BEGIN

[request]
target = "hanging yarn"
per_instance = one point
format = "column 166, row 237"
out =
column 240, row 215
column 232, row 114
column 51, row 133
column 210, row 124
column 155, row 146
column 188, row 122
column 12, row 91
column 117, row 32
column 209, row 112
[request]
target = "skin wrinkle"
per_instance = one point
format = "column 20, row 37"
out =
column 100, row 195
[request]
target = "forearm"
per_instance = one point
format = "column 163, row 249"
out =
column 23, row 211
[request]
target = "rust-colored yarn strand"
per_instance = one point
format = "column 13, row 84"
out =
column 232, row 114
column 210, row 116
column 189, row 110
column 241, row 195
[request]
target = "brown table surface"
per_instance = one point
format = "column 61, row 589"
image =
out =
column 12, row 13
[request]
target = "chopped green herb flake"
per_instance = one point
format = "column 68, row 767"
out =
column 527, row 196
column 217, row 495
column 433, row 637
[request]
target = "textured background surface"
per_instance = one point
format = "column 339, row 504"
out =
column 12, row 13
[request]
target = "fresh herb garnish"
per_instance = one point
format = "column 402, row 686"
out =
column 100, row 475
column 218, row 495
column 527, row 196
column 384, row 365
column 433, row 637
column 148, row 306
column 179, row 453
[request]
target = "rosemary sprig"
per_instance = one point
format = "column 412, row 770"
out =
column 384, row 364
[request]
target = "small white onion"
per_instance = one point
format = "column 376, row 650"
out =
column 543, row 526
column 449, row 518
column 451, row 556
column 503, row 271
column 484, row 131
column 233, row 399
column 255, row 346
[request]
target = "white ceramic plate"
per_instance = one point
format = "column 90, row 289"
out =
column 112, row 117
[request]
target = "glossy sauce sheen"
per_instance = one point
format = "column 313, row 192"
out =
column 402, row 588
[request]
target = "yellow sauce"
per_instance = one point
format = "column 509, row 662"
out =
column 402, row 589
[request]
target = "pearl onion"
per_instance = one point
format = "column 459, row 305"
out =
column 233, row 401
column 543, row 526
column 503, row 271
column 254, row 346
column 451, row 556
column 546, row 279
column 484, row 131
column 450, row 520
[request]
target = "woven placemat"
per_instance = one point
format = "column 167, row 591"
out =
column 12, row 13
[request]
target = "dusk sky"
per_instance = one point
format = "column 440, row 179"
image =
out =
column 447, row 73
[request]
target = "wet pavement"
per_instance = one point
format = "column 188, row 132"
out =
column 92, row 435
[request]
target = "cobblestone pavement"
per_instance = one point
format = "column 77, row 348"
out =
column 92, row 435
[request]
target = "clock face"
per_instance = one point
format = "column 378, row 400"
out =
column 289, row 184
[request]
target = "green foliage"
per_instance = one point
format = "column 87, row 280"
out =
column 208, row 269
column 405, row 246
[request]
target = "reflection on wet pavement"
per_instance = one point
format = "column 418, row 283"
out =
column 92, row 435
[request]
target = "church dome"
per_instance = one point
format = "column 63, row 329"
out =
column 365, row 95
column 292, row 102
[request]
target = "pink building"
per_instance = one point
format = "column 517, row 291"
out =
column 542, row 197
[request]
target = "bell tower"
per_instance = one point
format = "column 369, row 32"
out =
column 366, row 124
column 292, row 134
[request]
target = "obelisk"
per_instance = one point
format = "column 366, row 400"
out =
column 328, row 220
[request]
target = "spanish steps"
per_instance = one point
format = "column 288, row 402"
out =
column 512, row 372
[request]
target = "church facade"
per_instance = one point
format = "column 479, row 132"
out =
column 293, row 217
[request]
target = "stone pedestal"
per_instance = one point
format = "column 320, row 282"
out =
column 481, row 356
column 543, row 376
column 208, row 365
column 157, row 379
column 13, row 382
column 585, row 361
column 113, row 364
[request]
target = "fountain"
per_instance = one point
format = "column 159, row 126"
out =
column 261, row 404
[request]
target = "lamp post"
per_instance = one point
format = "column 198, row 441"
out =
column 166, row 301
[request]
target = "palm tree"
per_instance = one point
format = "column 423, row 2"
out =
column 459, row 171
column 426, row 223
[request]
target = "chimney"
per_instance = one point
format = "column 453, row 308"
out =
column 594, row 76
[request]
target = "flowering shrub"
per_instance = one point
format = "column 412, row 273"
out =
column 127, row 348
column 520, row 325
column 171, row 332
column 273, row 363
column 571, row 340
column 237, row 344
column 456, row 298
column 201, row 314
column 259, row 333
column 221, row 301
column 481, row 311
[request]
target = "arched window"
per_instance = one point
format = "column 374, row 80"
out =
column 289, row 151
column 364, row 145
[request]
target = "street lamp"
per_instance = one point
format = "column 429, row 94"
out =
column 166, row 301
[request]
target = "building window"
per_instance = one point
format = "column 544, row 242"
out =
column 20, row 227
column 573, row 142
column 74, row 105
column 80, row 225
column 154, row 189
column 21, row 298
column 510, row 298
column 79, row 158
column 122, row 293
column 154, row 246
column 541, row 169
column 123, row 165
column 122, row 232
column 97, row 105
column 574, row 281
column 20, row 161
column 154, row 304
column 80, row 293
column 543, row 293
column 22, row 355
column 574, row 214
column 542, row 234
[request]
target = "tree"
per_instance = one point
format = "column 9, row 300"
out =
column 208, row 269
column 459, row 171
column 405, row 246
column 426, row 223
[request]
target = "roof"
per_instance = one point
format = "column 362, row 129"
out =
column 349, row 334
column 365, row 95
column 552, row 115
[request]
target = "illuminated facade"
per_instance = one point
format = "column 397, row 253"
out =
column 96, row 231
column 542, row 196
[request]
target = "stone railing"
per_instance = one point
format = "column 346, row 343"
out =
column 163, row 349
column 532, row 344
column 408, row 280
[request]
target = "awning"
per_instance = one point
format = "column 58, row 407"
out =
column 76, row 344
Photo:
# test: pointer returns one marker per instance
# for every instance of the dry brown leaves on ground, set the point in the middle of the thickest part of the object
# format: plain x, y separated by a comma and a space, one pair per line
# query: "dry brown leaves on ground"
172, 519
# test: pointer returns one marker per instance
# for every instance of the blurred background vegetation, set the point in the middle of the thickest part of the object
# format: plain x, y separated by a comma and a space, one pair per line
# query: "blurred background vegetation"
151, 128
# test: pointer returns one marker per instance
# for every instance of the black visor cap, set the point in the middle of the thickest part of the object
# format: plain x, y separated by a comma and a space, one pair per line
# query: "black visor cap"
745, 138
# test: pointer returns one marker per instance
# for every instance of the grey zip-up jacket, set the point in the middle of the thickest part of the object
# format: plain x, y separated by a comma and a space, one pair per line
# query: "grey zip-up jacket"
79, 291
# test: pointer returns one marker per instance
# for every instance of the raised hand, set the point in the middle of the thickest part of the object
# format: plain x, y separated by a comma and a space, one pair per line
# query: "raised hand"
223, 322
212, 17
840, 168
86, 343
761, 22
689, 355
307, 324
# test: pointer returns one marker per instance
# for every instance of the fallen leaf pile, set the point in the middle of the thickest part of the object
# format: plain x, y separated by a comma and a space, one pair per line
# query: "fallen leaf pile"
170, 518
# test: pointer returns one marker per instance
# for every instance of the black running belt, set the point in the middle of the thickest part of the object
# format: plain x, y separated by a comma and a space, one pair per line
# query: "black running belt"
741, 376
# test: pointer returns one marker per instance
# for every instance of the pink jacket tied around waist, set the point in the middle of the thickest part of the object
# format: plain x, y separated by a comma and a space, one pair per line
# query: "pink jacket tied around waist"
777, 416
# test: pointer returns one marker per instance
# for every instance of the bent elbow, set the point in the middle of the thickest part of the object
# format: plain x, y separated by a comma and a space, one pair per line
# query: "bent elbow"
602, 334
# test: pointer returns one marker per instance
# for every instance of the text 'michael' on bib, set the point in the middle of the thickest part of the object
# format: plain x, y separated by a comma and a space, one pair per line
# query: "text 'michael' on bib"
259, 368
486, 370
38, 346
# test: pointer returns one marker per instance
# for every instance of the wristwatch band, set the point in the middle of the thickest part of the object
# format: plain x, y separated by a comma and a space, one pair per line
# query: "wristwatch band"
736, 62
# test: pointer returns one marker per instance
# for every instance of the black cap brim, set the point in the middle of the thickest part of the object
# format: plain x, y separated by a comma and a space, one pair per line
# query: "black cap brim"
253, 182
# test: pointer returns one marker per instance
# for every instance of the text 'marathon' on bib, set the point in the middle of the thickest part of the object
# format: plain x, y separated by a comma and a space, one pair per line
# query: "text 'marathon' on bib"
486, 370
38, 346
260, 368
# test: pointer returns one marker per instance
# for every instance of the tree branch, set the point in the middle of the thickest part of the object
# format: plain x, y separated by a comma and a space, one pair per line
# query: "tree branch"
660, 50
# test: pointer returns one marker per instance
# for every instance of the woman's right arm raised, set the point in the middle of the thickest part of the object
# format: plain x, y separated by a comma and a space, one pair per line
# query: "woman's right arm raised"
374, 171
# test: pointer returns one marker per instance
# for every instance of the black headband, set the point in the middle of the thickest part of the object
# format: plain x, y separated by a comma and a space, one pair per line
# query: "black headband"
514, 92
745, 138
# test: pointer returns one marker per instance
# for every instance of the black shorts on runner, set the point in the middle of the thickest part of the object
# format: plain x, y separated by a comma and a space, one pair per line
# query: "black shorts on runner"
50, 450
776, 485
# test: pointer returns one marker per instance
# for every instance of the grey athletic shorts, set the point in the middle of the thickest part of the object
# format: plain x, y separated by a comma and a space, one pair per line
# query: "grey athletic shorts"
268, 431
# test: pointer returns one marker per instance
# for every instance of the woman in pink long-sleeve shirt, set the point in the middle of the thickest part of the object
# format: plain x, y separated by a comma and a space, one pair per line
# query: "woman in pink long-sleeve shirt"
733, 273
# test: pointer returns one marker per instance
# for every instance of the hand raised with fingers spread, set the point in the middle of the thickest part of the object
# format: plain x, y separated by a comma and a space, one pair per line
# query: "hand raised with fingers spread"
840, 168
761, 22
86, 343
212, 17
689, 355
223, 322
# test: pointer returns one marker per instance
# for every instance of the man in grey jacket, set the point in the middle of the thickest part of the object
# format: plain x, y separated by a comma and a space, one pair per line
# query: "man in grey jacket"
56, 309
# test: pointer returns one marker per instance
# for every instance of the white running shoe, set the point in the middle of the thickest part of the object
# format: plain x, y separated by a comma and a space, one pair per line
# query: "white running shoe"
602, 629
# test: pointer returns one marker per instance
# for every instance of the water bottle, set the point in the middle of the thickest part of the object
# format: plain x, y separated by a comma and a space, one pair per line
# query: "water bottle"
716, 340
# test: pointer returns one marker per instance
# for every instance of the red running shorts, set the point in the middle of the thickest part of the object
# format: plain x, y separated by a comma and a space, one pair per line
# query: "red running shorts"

END

*Exercise objective*:
Copy out all lines of the listing where the word "green" appears.

*Expected output*:
target = "chopped green herb flake"
target = "green foliage"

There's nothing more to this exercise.